Saved data entries
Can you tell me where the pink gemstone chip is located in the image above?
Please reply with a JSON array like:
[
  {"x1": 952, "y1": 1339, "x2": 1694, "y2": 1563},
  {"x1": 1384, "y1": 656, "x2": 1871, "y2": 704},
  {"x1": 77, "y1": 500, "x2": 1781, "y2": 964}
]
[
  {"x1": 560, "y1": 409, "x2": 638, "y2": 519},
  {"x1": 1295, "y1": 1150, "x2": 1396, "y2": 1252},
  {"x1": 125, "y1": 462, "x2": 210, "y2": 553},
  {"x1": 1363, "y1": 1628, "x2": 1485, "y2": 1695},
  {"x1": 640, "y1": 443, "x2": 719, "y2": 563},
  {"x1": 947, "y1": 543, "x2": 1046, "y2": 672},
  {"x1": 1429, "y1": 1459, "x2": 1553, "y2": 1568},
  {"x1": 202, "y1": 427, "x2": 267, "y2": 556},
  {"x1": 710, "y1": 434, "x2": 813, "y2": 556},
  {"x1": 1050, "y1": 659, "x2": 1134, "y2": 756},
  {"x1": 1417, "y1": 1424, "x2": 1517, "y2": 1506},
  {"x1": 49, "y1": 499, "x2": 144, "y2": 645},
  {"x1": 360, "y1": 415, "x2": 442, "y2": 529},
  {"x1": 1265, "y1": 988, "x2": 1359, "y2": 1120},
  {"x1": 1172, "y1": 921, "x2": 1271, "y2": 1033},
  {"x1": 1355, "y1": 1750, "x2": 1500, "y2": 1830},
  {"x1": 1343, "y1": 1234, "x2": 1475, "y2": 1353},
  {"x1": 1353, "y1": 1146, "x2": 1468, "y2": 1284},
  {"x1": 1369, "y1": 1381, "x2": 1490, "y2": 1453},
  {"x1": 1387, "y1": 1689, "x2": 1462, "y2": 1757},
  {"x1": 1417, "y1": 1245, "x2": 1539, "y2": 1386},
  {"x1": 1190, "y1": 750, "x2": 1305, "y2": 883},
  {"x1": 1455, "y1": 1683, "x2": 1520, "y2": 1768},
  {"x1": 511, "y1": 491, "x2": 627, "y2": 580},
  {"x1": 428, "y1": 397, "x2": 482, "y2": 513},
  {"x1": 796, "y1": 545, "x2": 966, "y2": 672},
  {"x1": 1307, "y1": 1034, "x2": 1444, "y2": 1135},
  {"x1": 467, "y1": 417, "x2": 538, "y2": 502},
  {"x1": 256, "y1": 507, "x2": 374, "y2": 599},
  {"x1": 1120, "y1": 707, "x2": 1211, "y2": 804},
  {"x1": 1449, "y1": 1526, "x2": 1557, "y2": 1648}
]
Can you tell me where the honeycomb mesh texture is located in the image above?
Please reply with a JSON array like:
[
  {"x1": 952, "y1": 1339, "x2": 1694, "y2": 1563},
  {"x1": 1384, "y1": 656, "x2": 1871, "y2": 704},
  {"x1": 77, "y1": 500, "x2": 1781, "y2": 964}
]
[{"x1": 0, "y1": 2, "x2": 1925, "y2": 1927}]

[Aim of the task] Using the entries above, find all lines with "where". Copy them.

[Response]
Can you tell me where the pink gemstone chip is located in the image above?
Can you tell me where the honeycomb mesh texture is located in the image above?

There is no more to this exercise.